TEXT EXCERPT:
* * *

FILE - Students of St Dominic Bukna Secondary school take their English test outside due to their overcrowded class room in Kisumu, Kenya.
FILE - Students of St Dominic Bukna Secondary school take their English test outside due to their overcrowded class room in Kisumu, Kenya.

Online learning during the coronavirus pandemic is providing opportunities to hundreds of students in northeast Kenya, where school was cancelled even before COVID-19, as teachers fled terrorist attacks. The al-Shabab militant group killed six teachers and four students in Garissa county in January and March. But distance learning is allowing teachers and students to safely complete the school year, a practice that many in the area hope to continue after the pandemic.

Eighteen-year-old Halima Abdinoor, a high school student in Garissa, northeastern Kenya, says all she needed was online learning to finish her education.

“We only covered three chapters and in physics its always ten subjects," said Abdinoor. "So were really behind in that subject, and in these online classes in just two months, we have finished, and we did the revision.”

Abdinoor’s school closed in January when instructors backed by the Teachers Service Commission, or TSC, withdrew from the area due to insecurity. All schools in Kenya closed in mid-March due to the COVID-19 pandemic.

The shutdown left Abdinoor feeling helpless.

“It was really very hard for us, we were so worried, and we have been waiting for it, it is our final year," said Abdinoor. "We have been struggling since primary then secondary, it is our final year, and we had no teachers. We have been very worried. So this lockdown came and became another problem for us.”

But with a smartphone and internet, students can learn and finish their course work.

* * *

Natural-language object grounding data:
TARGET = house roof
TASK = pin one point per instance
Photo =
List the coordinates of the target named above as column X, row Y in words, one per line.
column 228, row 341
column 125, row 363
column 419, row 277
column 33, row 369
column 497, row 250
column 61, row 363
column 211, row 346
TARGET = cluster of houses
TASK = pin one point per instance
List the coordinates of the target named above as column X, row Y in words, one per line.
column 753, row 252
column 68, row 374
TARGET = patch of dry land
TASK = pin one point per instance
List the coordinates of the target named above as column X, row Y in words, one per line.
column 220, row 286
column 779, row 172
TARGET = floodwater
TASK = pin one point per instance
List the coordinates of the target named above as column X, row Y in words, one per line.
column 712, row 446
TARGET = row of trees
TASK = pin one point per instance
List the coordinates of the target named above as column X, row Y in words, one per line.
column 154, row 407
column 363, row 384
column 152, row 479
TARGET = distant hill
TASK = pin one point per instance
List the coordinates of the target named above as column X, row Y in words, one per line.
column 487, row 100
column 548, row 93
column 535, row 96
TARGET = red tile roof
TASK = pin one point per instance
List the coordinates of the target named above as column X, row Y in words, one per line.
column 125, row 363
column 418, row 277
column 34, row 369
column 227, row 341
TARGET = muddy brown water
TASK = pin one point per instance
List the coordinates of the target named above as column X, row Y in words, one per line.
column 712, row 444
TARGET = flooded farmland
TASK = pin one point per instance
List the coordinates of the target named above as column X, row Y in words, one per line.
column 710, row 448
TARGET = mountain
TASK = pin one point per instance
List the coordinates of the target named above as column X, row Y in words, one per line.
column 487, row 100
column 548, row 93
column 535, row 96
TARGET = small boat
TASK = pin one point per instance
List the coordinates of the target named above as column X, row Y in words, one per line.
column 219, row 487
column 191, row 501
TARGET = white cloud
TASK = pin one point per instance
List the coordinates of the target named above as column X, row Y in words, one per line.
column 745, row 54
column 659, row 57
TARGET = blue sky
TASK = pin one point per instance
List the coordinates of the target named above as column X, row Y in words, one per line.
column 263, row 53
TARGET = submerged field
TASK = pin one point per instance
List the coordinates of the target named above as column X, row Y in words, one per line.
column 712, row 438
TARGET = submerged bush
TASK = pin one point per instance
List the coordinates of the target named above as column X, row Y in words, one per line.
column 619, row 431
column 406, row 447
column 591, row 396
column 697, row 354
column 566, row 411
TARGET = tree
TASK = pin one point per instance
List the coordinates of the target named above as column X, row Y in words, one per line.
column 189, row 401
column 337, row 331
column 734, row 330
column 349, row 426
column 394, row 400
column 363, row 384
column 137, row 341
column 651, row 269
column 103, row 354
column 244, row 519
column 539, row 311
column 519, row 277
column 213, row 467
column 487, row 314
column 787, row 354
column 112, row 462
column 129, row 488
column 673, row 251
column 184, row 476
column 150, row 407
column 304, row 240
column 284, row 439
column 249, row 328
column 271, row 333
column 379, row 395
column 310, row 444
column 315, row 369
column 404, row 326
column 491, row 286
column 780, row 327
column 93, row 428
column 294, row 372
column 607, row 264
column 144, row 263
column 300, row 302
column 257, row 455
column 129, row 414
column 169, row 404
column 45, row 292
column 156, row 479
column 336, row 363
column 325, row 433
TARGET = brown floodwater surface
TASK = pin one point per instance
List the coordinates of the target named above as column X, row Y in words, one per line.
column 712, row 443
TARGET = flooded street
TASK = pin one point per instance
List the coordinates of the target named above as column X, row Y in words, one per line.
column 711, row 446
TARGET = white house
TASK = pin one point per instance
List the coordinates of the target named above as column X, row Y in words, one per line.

* * *

Rewrite the paragraph beginning "Online learning during the coronavirus pandemic" from the text about online learning in Kenya as a short bulleted list, keeping its main facts.

TASK OUTPUT:
- Online learning during the coronavirus pandemic is giving opportunities to hundreds of students in northeast Kenya.
- School there was cancelled even before COVID-19 because teachers fled terrorist attacks.
- The al-Shabab militant group killed six teachers and four students in Garissa county in January and March.
- Distance learning lets teachers and students safely complete the school year.
- Many in the area hope to continue the practice after the pandemic.